J’entame un feuilleton, discontinu, que le lecteur se rassure, je ne souhaite pas le lasser par cinq ou six articles successifs sur le même thème, à savoir la distinction morale entre l’homme et l’animal. Au cours des épisodes j’aborderai ce que nous enseigne la tradition occidentale sur cette question : religion, philosophie, biologie, éthologie, et j’essayerai de faire entrevoir les risques encourus à vouloir abandonner ces enseignements au profit d’une confusion entre l’homme et l’animal.
L’épisode n° 1 de ce feuilleton parlera de ce que l’air du temps nous dit.
Fin 2001, le philosophe français mondialement célèbre, Jacques Derrida, répondait sur France-Culture à des questions sur sa position à propos du rapport aux animaux.
A la première question qui portait sur l’autorisation ou l’interdiction morale d’écraser des cafards, Jacques Derrida a répondu : « Non, il n’y a pas interdiction de tuer quand c’est nécessaire, je demande seulement qu’on éprouve un peu de compassion et de culpabilité ».

- _Travail demandé_:
1. Extrayez du passage fourni tout ce qui va de "J’entame un feuilleton, discontinu, que" jusqu'à "rapport aux animaux.".
2. Répondez brièvement d'après le passage fourni :
(a) À quelle période Jacques Derrida répondait-il sur France-Culture ?
(b) De quoi l'épisode n° 1 du feuilleton doit-il parler ?
(c) Sur quoi portait la première question posée à Jacques Derrida ?

- _Données à examiner_:
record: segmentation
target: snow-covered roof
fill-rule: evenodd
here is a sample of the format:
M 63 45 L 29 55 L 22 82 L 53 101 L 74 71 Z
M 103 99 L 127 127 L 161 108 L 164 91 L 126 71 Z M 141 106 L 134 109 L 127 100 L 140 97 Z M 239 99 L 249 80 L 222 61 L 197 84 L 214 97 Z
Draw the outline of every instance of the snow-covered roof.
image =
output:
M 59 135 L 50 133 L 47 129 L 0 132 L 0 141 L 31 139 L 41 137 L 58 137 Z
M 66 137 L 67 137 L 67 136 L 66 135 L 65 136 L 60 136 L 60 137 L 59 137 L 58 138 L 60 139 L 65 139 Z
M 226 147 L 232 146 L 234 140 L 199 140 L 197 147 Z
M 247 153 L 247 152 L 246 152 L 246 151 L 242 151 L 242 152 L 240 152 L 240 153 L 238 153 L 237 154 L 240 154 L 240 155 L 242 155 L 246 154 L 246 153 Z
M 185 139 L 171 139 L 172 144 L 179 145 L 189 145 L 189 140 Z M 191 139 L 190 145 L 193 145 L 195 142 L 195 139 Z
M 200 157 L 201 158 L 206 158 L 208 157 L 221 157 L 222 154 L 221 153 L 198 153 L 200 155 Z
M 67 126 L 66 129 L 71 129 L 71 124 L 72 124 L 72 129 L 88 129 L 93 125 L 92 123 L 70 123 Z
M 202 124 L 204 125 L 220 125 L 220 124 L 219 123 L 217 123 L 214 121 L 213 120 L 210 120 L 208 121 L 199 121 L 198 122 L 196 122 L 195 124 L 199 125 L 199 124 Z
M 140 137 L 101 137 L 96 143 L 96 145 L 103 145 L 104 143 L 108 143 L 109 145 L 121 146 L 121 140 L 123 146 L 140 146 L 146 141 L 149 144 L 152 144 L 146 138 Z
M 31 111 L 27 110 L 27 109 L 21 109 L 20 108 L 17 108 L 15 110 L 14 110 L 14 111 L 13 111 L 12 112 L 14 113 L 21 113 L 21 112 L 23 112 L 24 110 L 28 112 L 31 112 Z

- _Liste des réponses_:
1.
J’entame un feuilleton, discontinu, que le lecteur se rassure, je ne souhaite pas le lasser par cinq ou six articles successifs sur le même thème, à savoir la distinction morale entre l’homme et l’animal. Au cours des épisodes j’aborderai ce que nous enseigne la tradition occidentale sur cette question : religion, philosophie, biologie, éthologie, et j’essayerai de faire entrevoir les risques encourus à vouloir abandonner ces enseignements au profit d’une confusion entre l’homme et l’animal.
L’épisode n° 1 de ce feuilleton parlera de ce que l’air du temps nous dit.
Fin 2001, le philosophe français mondialement célèbre, Jacques Derrida, répondait sur France-Culture à des questions sur sa position à propos du rapport aux animaux.

2.
(a) Fin 2001.
(b) De ce que l'air du temps nous dit.
(c) Sur l'autorisation ou l'interdiction morale d'écraser des cafards.